# TASK STATEMENT
Each line of the data below from the one holding "Query: harbour water" to the one holding "like [441, 94].", inclusive, is to be reproduced exactly; no other line belongs in the answer.
● ● ● ●
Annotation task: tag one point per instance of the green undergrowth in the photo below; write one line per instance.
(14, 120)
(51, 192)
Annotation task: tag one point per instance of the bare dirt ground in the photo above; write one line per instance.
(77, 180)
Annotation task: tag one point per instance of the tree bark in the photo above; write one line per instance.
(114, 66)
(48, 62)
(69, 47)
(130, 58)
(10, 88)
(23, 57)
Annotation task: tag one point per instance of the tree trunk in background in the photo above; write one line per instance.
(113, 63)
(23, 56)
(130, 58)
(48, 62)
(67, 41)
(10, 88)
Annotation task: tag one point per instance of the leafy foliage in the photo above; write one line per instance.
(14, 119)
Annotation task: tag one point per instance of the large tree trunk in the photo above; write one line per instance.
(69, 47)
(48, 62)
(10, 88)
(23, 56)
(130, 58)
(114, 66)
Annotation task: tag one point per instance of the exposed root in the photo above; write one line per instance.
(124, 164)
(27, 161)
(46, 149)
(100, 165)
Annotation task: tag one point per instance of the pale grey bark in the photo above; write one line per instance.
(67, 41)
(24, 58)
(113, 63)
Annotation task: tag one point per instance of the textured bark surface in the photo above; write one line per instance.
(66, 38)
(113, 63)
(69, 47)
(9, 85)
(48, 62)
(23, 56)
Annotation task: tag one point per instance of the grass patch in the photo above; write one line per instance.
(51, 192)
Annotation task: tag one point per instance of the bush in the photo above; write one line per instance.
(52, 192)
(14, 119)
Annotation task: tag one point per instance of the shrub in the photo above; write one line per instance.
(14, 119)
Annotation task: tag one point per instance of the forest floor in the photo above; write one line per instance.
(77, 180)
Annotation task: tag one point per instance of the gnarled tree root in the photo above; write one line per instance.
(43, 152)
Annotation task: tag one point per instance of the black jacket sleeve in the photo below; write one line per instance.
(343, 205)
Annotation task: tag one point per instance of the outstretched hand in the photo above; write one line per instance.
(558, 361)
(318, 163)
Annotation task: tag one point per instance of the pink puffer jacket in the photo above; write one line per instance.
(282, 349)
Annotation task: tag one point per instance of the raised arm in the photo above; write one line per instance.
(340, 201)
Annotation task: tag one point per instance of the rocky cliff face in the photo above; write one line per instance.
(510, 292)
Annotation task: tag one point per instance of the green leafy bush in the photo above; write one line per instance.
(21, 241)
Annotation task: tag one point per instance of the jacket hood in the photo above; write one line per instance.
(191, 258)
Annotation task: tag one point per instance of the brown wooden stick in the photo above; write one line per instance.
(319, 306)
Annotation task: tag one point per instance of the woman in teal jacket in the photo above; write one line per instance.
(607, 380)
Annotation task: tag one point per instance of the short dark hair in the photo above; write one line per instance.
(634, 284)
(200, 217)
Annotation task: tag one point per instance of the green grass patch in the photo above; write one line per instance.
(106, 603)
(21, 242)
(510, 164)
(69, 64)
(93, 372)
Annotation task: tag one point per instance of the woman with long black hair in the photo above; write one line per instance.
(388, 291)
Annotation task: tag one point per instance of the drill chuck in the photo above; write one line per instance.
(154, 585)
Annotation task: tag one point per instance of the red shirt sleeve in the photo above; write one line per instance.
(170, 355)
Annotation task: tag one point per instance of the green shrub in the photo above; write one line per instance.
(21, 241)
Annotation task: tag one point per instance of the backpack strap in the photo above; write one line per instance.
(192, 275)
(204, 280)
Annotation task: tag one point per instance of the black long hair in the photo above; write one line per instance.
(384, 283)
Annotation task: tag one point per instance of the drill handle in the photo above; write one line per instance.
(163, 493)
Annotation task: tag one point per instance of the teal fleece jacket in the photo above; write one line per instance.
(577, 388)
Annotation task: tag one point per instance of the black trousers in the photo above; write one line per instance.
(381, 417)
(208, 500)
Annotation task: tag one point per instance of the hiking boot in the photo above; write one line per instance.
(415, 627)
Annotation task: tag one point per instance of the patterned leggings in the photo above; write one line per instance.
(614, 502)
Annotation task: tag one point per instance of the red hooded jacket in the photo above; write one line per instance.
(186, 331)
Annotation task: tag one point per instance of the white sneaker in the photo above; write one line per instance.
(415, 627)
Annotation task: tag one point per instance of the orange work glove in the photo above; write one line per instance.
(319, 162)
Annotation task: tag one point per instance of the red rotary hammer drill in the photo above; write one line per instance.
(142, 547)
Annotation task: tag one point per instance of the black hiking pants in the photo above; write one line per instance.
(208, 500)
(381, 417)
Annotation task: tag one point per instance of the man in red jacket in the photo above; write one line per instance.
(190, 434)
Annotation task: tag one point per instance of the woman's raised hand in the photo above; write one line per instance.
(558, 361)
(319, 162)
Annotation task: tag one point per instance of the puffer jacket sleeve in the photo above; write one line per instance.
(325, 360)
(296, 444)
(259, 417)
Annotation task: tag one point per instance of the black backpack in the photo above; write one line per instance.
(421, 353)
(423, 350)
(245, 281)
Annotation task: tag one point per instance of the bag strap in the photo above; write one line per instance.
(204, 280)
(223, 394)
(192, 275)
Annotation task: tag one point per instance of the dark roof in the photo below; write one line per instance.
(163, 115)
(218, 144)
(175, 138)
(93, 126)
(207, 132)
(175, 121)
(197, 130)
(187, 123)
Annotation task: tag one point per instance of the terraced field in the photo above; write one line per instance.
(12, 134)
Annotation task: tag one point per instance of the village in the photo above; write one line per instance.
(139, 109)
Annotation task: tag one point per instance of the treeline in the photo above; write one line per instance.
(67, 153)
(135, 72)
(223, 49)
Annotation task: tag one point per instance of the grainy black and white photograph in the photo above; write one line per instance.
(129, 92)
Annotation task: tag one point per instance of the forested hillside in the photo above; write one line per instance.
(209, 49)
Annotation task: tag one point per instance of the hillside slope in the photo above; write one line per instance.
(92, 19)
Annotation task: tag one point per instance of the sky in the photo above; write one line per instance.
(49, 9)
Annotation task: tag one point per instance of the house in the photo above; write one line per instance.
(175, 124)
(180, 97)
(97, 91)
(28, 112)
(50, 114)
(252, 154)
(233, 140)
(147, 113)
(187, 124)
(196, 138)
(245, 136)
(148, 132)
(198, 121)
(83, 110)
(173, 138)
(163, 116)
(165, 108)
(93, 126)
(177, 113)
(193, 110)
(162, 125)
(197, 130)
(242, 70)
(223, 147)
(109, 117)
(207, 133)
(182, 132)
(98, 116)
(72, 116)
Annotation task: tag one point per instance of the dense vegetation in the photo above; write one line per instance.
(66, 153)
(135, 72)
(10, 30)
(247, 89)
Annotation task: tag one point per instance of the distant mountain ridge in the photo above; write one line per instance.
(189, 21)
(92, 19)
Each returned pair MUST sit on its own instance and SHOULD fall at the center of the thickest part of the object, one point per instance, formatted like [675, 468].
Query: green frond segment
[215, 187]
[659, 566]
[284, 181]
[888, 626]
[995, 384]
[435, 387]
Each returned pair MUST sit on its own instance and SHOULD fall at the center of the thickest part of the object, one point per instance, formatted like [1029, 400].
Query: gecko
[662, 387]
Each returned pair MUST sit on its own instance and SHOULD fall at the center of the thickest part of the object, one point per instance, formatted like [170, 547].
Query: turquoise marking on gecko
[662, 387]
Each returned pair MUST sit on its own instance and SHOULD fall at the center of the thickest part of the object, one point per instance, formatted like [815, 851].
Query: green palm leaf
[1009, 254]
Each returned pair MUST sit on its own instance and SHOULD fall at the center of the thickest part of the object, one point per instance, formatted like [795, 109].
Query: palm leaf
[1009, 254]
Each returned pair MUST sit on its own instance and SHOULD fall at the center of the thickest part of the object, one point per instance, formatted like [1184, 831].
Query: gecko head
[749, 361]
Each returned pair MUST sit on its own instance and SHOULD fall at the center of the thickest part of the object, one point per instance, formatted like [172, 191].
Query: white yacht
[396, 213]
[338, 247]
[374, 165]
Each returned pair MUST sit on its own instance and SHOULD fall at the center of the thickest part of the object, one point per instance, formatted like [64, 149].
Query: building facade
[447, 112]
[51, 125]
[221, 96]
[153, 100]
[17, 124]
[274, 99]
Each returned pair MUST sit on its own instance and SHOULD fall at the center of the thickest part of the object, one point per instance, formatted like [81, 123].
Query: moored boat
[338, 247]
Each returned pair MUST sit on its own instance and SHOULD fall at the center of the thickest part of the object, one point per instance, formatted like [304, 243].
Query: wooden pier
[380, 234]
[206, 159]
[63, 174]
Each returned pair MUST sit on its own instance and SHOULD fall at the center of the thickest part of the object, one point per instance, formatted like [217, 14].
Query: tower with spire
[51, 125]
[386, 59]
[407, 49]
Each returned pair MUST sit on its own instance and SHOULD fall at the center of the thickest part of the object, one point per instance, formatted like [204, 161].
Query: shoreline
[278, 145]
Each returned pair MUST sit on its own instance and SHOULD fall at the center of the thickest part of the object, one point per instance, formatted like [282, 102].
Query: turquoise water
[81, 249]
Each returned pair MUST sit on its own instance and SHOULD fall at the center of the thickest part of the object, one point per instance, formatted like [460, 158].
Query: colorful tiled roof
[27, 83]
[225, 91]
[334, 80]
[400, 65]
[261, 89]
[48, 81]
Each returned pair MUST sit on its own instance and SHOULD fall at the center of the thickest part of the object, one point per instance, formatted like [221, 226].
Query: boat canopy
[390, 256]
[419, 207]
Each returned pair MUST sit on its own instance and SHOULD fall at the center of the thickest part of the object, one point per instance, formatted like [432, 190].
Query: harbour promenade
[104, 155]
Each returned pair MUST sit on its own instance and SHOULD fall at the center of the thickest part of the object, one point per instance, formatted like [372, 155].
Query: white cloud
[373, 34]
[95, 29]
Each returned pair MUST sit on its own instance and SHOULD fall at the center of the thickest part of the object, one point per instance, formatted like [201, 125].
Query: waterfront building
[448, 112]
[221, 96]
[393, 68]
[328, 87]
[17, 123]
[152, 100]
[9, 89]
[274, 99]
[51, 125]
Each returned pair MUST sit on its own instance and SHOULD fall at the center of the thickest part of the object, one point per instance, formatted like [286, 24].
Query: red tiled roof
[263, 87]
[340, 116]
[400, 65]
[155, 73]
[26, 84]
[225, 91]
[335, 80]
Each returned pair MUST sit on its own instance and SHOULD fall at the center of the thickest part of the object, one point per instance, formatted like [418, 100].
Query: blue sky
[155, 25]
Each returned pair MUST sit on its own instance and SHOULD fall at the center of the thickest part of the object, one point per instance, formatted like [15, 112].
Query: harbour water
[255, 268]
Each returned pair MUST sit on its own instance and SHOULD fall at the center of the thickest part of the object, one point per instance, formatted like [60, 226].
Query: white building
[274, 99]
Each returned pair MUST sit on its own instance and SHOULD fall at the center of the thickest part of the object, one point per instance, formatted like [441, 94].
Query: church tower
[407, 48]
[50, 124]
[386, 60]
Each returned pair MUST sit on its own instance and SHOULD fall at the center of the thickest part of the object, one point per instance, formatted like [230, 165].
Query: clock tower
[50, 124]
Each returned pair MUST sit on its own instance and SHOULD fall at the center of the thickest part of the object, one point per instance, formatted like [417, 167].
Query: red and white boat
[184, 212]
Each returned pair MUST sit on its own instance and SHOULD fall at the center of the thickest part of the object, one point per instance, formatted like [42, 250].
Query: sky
● ● ● ●
# EXERCISE SOLUTION
Query: harbour water
[255, 268]
Each returned pair MUST sit on its own instance and SHOULD fall at the center of the thickest part of the object, one point per instance, formatted like [60, 226].
Query: white building
[274, 99]
Each returned pair MUST sit on its own instance and SHOULD fall at the center of the thickest part of the object, one point per instance, formatted like [441, 94].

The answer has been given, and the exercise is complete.